▶ CONSIGNE ÉCRITE A
Dans l'extrait ci-dessous consacré à Nasstasja Martin, dans quelle région de Russie vit-elle avec le peuple Evène ?
= = =
Quelquefois, les livres vous ouvrent sur des horizons vraiment différents et vous laissent comme enchantés, au sens premier du terme ; car je parle ici d’auteurs qui parviennent à ré-inscrire le monde qui nous entoure dans une évidence merveilleuse, à partir d’expériences personnelles infimes ou plus impressionnantes comme ici.
Nasstasja Martin est une anthropologue française dont le champ d’investigation concerne les peuples de l’Arctique – elle a d’ailleurs publié « Les âmes sauvages : face à l’Occident, la résistance d’un peuple d’Alaska » en 2016. Elle nous raconte ici une aventure personnelle forte, qui lui a fait faire comme un chemin de vie.
Le 25 août 2015, alors qu’elle vit avec le peuple Evène, dans le Kamtchatka à l’extrême est de la Russie, elle se retrouve nez à nez avec un ours ; s’engage alors un combat féroce au terme duquel l’ours la laissera défigurée et à moitié morte.
= = =
▶ CONSIGNE ÉCRITE B
Repérez toutes les lignes de données qui contiennent le mot « bowl » et recopiez-les.

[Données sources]
= = =
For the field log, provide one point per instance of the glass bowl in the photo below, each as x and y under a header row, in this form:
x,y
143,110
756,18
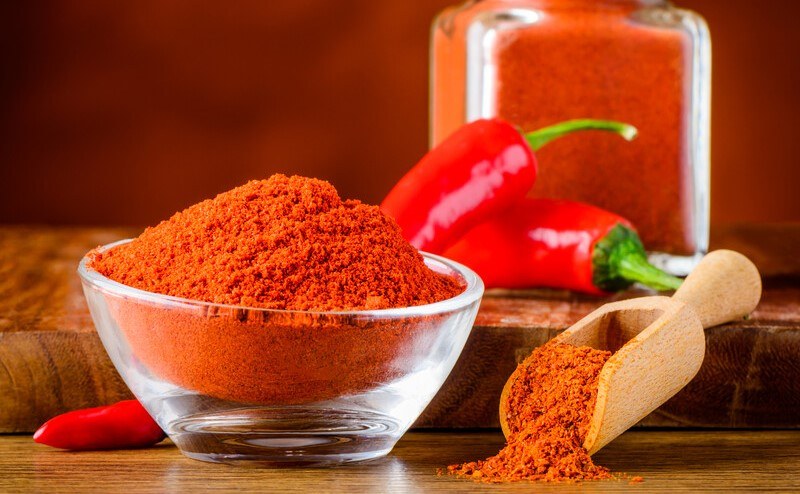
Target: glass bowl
x,y
245,385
= = =
▶ RÉPONSE CORRECTE A
Dans le Kamtchatka, à l'extrême est de la Russie.

▶ RÉPONSE CORRECTE B
For the field log, provide one point per instance of the glass bowl in the photo below, each as x and y under a header row, in this form:
Target: glass bowl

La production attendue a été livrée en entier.